> **Instructions to follow**: Can you quote exactly the stretch of lines from the one with "Objective — one marker per instance of the duck wing" through the final line of the material, both ends included?

> **Data provided**:
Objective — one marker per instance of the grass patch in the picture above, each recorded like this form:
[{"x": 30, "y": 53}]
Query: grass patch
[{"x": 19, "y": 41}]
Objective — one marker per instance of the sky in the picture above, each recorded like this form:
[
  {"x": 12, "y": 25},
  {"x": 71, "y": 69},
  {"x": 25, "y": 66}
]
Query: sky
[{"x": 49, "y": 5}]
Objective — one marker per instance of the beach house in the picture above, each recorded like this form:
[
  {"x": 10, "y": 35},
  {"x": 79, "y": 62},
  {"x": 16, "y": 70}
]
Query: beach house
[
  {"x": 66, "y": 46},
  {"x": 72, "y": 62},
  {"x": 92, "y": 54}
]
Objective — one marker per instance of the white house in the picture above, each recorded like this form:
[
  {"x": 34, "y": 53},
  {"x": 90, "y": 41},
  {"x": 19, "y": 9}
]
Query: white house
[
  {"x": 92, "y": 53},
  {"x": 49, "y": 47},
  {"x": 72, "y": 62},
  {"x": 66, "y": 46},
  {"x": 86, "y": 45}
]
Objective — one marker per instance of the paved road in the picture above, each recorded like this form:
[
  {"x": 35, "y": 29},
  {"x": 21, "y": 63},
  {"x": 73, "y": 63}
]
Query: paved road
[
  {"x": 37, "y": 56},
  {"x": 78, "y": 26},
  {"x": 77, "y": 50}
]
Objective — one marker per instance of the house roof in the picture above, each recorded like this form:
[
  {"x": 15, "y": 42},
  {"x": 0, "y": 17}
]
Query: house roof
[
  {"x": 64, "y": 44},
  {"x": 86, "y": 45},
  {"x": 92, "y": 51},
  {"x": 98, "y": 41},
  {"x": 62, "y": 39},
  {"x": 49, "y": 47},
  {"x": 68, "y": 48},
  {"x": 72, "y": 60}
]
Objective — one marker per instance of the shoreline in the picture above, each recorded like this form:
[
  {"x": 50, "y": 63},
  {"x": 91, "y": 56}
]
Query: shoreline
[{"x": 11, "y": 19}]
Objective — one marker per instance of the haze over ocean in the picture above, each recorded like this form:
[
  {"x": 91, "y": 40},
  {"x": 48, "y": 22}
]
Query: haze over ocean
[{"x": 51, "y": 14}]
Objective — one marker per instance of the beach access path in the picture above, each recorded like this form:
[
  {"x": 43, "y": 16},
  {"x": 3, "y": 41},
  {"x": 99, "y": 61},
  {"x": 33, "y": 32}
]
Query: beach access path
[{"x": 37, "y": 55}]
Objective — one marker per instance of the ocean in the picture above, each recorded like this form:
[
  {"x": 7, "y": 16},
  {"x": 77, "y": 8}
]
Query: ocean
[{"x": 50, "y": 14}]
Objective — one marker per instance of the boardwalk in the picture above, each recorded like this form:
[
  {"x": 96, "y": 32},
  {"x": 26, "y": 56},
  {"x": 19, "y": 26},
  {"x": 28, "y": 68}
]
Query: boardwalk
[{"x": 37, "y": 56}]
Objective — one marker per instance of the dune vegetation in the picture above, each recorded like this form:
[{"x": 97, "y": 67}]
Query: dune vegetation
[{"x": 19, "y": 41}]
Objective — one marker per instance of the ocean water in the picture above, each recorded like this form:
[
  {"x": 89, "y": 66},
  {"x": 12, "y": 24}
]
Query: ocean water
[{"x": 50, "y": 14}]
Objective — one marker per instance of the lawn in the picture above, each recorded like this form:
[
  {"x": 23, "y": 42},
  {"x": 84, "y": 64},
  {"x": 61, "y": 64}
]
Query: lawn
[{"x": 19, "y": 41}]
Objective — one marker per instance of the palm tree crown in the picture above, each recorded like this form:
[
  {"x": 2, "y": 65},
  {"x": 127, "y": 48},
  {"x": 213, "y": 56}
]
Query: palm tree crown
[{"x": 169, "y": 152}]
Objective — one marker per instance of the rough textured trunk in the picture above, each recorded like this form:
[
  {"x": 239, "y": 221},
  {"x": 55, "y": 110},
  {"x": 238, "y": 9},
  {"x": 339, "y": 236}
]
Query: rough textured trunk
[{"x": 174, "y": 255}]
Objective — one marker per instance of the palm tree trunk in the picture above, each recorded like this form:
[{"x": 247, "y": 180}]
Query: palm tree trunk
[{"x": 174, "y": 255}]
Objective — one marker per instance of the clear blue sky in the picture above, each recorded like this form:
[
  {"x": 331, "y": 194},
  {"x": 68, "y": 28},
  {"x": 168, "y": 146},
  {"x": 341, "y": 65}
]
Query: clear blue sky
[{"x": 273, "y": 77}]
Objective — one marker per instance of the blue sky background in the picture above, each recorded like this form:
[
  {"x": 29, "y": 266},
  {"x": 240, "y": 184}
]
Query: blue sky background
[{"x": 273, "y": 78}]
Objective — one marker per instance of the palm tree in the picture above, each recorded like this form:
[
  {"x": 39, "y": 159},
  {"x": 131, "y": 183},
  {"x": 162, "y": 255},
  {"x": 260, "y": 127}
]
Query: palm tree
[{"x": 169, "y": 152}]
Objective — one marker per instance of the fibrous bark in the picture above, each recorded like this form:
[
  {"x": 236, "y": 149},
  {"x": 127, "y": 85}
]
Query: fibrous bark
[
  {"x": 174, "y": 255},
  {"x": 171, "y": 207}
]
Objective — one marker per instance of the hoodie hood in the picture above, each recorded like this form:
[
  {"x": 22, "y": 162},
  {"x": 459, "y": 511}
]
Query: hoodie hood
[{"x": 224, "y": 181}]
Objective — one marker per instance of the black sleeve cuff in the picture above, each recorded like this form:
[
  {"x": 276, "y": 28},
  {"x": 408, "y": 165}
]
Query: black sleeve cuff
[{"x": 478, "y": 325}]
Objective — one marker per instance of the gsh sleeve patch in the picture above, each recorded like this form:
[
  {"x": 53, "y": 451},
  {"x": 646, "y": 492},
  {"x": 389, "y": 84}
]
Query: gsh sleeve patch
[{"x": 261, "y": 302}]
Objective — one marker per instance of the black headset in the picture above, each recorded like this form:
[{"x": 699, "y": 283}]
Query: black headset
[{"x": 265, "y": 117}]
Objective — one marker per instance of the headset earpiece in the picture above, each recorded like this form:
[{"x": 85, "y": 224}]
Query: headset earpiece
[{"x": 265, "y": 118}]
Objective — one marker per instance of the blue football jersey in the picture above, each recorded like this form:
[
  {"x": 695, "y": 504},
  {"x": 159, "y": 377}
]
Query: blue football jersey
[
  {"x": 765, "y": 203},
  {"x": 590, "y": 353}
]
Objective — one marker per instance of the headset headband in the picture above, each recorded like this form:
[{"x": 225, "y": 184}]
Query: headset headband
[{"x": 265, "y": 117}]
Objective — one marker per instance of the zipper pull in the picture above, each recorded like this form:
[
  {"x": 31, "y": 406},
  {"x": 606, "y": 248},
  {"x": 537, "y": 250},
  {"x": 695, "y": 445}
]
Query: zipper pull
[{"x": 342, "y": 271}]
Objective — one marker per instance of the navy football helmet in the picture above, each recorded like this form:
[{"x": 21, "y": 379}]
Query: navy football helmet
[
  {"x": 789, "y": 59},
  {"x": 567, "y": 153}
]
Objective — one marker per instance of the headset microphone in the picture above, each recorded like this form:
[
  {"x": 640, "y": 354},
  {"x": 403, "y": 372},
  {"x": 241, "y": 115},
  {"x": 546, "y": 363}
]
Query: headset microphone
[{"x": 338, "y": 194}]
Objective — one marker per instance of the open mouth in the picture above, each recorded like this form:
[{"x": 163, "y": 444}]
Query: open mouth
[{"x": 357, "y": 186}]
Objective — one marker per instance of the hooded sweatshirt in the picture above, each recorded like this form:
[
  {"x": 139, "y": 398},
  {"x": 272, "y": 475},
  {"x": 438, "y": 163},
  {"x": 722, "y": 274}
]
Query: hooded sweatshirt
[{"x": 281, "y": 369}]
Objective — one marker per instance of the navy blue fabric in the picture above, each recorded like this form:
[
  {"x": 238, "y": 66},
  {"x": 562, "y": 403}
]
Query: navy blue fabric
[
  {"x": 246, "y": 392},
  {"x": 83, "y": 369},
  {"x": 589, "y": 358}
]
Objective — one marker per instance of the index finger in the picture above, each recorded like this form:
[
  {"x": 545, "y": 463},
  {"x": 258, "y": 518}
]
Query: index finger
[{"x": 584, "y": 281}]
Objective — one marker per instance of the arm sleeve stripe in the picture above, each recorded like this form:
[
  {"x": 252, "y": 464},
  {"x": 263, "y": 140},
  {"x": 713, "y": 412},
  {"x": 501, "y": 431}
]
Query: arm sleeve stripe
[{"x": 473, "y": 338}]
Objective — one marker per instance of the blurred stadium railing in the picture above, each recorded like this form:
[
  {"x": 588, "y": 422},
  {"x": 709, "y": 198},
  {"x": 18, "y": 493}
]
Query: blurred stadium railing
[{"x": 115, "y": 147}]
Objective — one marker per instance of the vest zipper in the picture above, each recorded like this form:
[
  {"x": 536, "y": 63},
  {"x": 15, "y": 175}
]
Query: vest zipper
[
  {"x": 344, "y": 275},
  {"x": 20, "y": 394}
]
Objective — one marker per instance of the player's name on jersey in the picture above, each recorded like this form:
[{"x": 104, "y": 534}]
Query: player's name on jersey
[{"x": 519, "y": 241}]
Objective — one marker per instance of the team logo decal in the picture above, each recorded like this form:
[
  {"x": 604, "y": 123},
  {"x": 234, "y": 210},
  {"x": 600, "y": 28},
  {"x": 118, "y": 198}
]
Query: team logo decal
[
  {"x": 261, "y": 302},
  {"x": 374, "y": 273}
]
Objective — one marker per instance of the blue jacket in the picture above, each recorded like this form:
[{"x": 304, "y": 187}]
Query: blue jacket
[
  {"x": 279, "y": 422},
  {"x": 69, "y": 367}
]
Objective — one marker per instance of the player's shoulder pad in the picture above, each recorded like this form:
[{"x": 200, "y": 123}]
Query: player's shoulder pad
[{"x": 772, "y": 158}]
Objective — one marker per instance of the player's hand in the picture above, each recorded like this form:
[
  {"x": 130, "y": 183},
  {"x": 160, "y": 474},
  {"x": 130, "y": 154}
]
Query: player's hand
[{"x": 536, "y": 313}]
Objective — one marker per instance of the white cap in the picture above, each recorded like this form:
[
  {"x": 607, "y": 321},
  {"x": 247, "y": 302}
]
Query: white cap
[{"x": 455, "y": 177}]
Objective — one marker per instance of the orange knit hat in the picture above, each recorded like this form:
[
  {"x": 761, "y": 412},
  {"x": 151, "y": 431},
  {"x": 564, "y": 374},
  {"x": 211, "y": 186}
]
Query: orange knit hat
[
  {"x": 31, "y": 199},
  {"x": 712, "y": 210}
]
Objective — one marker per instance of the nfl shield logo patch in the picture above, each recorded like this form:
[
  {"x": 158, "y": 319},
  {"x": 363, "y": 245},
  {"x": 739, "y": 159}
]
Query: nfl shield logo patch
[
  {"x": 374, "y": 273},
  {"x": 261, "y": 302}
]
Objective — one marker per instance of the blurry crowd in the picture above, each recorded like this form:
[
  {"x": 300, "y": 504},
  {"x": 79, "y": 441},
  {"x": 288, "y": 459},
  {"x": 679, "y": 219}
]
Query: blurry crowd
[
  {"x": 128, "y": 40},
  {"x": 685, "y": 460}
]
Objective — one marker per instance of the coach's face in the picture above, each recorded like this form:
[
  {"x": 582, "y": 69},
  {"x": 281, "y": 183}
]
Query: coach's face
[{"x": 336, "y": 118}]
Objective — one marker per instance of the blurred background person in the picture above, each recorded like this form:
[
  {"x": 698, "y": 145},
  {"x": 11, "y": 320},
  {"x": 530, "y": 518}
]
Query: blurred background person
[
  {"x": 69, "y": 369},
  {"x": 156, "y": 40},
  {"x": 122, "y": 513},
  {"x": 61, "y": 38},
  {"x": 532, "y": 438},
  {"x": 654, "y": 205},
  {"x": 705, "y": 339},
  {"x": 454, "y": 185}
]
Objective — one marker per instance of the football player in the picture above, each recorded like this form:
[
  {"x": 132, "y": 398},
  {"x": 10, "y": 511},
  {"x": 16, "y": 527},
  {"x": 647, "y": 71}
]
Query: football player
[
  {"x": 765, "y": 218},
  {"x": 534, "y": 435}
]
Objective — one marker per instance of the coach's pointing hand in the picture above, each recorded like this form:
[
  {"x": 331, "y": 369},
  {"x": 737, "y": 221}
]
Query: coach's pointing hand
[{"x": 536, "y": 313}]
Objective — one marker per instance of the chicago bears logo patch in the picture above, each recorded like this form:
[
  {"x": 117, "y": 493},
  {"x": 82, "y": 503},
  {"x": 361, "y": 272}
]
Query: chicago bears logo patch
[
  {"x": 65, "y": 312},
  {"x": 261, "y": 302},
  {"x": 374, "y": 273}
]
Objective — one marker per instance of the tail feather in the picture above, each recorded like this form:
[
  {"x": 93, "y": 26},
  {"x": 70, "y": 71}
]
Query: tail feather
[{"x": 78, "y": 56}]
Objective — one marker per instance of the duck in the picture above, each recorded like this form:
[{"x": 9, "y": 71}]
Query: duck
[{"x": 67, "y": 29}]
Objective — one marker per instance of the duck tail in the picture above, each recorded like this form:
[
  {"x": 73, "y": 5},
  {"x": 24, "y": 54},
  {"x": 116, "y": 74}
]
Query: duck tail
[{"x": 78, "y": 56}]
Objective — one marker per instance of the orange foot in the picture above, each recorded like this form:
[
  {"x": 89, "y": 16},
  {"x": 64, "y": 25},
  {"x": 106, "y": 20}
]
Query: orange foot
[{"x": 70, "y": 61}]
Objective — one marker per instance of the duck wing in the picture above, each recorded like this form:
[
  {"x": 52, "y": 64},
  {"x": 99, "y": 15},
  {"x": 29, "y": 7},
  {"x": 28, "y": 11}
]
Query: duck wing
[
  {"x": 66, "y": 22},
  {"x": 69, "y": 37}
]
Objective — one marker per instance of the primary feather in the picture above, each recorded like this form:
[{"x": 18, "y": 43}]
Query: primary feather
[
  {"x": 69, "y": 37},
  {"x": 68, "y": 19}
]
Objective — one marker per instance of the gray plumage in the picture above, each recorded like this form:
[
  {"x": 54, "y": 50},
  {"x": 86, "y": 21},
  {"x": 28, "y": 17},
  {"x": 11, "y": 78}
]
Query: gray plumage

> **Answer below**:
Objective — one marker per instance of the duck wing in the picture above, each recorded like this form:
[
  {"x": 52, "y": 64},
  {"x": 99, "y": 15},
  {"x": 29, "y": 7},
  {"x": 28, "y": 11}
]
Query: duck wing
[
  {"x": 66, "y": 22},
  {"x": 69, "y": 37}
]
Objective — one marker per instance of the primary feather in the picture above, each recorded like this form:
[{"x": 18, "y": 43}]
Query: primary feather
[
  {"x": 69, "y": 37},
  {"x": 68, "y": 19}
]
Objective — one marker per instance of the gray plumage in the picture above, each recorded like this form:
[
  {"x": 54, "y": 50},
  {"x": 86, "y": 21},
  {"x": 28, "y": 17},
  {"x": 11, "y": 78}
]
Query: gray plumage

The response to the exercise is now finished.